What you should do
Bring together all lines of the material below that contain the string "kayak".
--------
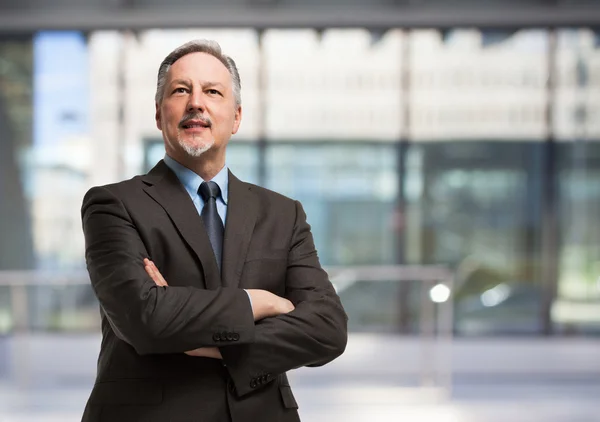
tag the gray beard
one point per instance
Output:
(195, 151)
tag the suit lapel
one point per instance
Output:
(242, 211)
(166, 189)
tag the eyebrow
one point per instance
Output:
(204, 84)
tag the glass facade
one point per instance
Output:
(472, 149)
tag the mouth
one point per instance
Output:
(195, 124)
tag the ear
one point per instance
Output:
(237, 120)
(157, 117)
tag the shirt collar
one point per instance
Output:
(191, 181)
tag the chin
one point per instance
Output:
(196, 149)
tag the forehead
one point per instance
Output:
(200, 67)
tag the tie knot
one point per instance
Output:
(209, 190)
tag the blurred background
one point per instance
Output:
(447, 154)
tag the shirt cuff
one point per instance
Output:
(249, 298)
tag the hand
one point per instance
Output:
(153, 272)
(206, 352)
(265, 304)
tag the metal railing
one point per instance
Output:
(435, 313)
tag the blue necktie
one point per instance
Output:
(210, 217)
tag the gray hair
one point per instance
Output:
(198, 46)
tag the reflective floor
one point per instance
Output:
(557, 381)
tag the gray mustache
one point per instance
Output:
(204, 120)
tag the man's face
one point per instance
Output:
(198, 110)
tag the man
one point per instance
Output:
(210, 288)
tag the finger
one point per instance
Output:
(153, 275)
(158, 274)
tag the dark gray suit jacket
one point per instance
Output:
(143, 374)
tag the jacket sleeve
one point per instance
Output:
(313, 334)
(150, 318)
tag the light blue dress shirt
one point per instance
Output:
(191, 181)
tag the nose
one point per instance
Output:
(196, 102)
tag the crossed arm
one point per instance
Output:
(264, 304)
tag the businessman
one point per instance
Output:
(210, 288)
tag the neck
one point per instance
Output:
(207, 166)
--------
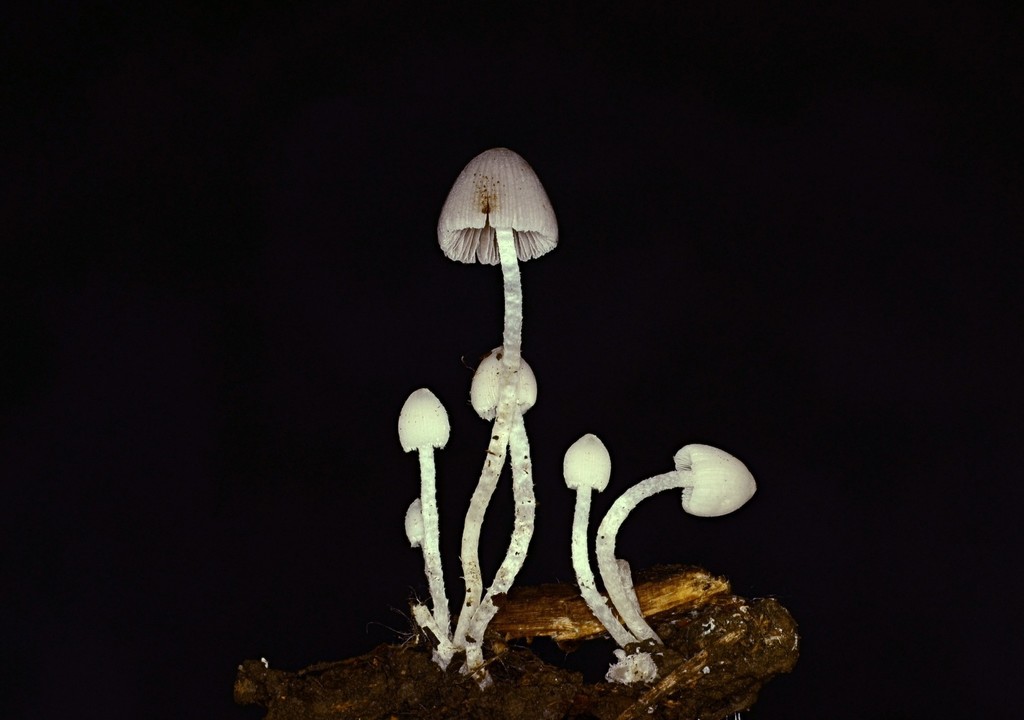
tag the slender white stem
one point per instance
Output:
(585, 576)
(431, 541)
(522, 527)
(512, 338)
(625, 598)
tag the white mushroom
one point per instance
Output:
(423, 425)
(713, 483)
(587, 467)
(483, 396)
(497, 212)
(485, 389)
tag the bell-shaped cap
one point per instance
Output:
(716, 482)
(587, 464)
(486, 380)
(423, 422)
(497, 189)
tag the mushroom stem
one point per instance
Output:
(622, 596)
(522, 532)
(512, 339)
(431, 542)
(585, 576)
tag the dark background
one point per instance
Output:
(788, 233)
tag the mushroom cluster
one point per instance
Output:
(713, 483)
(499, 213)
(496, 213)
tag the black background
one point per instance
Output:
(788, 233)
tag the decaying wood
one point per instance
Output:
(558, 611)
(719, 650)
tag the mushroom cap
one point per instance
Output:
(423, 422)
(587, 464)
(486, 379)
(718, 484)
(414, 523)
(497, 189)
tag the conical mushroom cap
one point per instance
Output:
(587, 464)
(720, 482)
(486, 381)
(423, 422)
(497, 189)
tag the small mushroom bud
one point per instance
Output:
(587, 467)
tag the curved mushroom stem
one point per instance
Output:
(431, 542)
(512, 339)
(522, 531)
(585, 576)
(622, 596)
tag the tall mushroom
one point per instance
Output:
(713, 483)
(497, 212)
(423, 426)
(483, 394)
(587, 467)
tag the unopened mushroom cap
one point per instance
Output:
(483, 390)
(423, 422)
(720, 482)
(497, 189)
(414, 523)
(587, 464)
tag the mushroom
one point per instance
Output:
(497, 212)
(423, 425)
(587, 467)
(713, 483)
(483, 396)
--------
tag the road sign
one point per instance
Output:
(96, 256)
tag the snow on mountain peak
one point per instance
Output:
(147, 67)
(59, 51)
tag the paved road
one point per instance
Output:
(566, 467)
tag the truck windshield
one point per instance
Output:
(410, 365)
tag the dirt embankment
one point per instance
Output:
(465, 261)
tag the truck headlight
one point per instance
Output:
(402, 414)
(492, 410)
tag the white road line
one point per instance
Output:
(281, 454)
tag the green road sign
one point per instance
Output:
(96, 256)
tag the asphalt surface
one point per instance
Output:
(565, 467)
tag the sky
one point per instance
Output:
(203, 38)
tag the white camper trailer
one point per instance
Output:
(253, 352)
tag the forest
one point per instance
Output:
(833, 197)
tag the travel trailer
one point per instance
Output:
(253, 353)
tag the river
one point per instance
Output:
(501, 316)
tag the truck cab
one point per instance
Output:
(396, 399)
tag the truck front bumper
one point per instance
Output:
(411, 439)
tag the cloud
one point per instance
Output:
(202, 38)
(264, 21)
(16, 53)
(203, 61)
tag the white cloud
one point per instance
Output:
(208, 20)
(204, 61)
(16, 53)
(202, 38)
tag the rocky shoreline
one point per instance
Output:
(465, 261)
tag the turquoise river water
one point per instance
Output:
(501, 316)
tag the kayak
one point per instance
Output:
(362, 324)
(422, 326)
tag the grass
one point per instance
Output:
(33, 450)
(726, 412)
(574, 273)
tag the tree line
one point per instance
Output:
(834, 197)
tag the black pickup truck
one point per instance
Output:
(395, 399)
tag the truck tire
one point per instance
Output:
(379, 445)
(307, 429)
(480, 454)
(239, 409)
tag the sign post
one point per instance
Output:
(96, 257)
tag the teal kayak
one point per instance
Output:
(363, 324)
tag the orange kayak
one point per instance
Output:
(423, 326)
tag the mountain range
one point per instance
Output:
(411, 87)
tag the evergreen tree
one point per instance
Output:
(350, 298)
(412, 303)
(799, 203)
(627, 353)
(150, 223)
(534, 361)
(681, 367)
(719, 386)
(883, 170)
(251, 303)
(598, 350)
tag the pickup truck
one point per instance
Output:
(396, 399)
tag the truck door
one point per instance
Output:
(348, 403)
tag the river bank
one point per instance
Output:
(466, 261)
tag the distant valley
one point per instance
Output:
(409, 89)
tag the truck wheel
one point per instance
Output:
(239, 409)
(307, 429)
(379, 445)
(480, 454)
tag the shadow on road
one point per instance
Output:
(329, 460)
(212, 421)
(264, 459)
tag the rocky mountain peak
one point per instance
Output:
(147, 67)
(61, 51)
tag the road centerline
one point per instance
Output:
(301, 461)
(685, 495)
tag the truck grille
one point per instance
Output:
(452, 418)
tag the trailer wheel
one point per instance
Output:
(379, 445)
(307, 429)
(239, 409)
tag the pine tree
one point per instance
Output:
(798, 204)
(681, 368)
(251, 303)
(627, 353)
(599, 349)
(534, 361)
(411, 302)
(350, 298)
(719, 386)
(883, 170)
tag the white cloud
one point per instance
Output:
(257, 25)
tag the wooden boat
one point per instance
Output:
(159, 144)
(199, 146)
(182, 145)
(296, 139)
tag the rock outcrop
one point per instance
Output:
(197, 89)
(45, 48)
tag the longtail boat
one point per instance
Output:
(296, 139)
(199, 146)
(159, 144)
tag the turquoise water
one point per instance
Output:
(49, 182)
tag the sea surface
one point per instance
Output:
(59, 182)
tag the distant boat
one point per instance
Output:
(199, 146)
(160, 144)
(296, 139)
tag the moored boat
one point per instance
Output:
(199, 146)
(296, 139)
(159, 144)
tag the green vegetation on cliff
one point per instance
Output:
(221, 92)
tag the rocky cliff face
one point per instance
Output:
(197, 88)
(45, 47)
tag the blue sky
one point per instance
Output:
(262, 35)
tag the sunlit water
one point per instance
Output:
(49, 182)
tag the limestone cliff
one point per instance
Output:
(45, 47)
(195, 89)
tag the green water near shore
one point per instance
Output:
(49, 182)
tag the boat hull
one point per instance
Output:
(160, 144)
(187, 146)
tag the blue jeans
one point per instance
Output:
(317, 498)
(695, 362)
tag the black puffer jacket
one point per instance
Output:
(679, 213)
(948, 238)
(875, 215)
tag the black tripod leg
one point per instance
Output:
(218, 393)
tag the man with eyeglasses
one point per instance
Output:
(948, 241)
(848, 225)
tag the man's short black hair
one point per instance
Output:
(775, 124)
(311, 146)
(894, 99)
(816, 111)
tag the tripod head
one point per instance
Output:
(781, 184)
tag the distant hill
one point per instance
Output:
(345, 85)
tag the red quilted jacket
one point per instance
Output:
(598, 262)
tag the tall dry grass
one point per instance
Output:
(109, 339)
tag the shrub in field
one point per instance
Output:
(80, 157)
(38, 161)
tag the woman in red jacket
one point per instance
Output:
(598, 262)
--------
Your response
tag the kayak
tag the teal kayak
tag the orange kayak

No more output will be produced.